• [Problem to solve] Restate the records so that not a single word differs.

Point localization data:
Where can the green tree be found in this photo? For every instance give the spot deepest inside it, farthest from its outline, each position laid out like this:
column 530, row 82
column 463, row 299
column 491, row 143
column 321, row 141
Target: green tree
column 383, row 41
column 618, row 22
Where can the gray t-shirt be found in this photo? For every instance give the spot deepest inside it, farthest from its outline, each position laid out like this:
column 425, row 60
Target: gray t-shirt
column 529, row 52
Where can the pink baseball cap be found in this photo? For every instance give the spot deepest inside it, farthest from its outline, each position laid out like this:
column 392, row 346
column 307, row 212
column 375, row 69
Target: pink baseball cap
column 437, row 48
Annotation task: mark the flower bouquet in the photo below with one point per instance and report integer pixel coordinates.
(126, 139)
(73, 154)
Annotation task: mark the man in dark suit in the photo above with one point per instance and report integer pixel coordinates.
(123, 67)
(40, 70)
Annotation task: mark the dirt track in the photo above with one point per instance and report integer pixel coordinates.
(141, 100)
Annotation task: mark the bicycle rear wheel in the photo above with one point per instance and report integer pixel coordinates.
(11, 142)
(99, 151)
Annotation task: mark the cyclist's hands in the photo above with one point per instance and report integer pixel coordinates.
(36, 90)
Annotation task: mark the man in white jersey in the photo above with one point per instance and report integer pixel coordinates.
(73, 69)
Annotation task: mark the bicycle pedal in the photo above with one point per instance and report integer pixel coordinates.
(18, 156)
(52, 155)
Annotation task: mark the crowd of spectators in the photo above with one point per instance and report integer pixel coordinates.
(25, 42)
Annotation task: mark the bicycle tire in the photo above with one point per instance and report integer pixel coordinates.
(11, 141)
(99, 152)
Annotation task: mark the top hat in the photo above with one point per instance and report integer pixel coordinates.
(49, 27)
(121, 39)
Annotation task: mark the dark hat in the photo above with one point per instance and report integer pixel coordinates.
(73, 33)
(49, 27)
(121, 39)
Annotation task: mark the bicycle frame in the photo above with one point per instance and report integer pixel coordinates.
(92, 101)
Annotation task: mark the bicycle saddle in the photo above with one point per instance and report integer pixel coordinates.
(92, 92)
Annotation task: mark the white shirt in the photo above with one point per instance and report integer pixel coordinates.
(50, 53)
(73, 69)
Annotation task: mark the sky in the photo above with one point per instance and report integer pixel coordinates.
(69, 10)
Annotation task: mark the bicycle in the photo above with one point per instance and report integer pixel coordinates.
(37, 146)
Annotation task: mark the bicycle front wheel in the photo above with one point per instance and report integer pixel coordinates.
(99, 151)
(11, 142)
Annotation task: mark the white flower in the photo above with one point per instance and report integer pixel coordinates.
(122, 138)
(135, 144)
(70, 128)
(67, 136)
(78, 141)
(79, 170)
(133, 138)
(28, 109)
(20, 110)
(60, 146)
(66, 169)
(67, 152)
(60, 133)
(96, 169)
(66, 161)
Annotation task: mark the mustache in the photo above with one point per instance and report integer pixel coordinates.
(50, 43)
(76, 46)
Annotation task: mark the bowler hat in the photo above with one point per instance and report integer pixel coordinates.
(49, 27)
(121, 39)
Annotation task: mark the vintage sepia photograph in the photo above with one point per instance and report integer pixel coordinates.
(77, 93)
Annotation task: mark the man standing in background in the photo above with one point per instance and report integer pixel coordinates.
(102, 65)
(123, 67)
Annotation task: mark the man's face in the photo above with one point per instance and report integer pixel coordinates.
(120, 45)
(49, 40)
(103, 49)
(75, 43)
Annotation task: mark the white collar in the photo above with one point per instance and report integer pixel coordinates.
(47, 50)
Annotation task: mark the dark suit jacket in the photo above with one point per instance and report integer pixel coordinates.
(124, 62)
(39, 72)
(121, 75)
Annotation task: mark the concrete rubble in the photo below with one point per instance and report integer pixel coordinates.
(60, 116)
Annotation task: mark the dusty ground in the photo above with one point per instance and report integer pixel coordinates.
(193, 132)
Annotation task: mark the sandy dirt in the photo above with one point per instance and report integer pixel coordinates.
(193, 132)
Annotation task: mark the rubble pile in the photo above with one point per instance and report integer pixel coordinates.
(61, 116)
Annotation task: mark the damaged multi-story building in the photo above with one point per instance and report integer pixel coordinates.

• [Response to the exercise]
Where can the green tree be found in this photo? For every instance give the spot deepest inside it, farthest from its outline, each position laid out like this:
column 530, row 82
column 463, row 299
column 491, row 143
column 321, row 141
Target: green tree
column 383, row 41
column 618, row 22
Where can the gray t-shirt be found in this photo? For every instance give the spot deepest inside it, farthest from its outline, each position laid out like this:
column 425, row 60
Target: gray t-shirt
column 529, row 52
Where can the pink baseball cap be found in this photo? For every instance give the spot deepest inside it, farthest from its outline, each position laid out like this:
column 392, row 346
column 307, row 212
column 375, row 69
Target: pink baseball cap
column 437, row 48
Annotation task: mark the flower bouquet in the photo below with one point per instance and report integer pixel coordinates.
(126, 139)
(73, 154)
Annotation task: mark the man in dark suit in the photo above with one point per instance and report integer pixel coordinates.
(123, 67)
(40, 70)
Annotation task: mark the dirt track in the photo above with one point per instance and report integer pixel coordinates.
(141, 100)
Annotation task: mark the bicycle rear wheel in the photo above with one point per instance and report integer pixel coordinates.
(11, 142)
(99, 151)
Annotation task: mark the cyclist's hands in the photo above with one point per instance and report integer pixel coordinates.
(36, 90)
Annotation task: mark the man in white jersey in the photo above with one point per instance and report integer pixel coordinates.
(73, 69)
Annotation task: mark the bicycle pedal in the photo above with one point per instance and report integer pixel coordinates.
(18, 156)
(52, 155)
Annotation task: mark the crowd of spectators in the photo above with one point per instance and report integer pixel coordinates.
(25, 42)
Annotation task: mark the bicycle tire in the photo above with one point per instance and report integer pixel coordinates.
(11, 141)
(99, 152)
Annotation task: mark the top hat in the photo above with one point per instance and report integer pixel coordinates.
(49, 27)
(121, 39)
Annotation task: mark the dark hat in the photo above with one point per instance and report integer pixel coordinates.
(73, 33)
(49, 27)
(121, 39)
Annotation task: mark the bicycle frame in the photo above with one point per instance and report integer pixel coordinates.
(92, 101)
Annotation task: mark the bicycle saddle in the photo above with one point per instance and report integer pixel coordinates.
(92, 92)
Annotation task: mark the white shirt in the photo above with one point per instance and report integer pixel coordinates.
(50, 53)
(73, 69)
Annotation task: mark the sky in the photo above with one point per instance and report integer pixel coordinates.
(69, 10)
Annotation task: mark the bicycle in the photo above with one point per instance and report integer pixel coordinates.
(37, 146)
Annotation task: mark the bicycle front wheel in the photo above with one point per instance and report integer pixel coordinates.
(99, 151)
(11, 142)
Annotation task: mark the white flower in the photo above with one point per instance and report integer pixel coordinates.
(122, 138)
(135, 144)
(70, 128)
(67, 136)
(78, 141)
(79, 170)
(133, 138)
(28, 109)
(20, 110)
(60, 146)
(66, 169)
(67, 152)
(60, 133)
(96, 169)
(66, 161)
Annotation task: mark the mustache in the photo above with one point per instance and report integer pixel coordinates.
(50, 43)
(76, 46)
Annotation task: mark the bowler hat in the photo above with one point per instance and report integer pixel coordinates.
(49, 27)
(121, 39)
Annotation task: mark the vintage sepia photograph in the photo above with one point per instance and report integer pixel coordinates.
(77, 93)
Annotation task: mark the man standing in background in the photo above with one point per instance and report integer pixel coordinates.
(102, 65)
(123, 67)
Annotation task: mark the man's face in the photo above with one point per instance and report integer pixel coordinates.
(120, 45)
(49, 40)
(103, 49)
(75, 43)
Annotation task: mark the white collar in the photo above with one point per instance and report integer pixel coordinates.
(47, 50)
Annotation task: mark the dark suit jacket in the photo above with one point per instance and report integer pixel coordinates.
(124, 62)
(39, 72)
(121, 75)
Annotation task: mark the concrete rubble in the photo below with one point per instance and report integer pixel coordinates.
(60, 116)
Annotation task: mark the dusty ground in the photo above with one point per instance and report integer pixel coordinates.
(193, 132)
Annotation task: mark the sandy dirt in the photo above with one point per instance and report integer pixel coordinates.
(193, 132)
Annotation task: mark the rubble pile in the photo above with one point per instance and report integer pixel coordinates.
(61, 116)
Annotation task: mark the damaged multi-story building in the photo above with one point per instance and report integer pixel coordinates.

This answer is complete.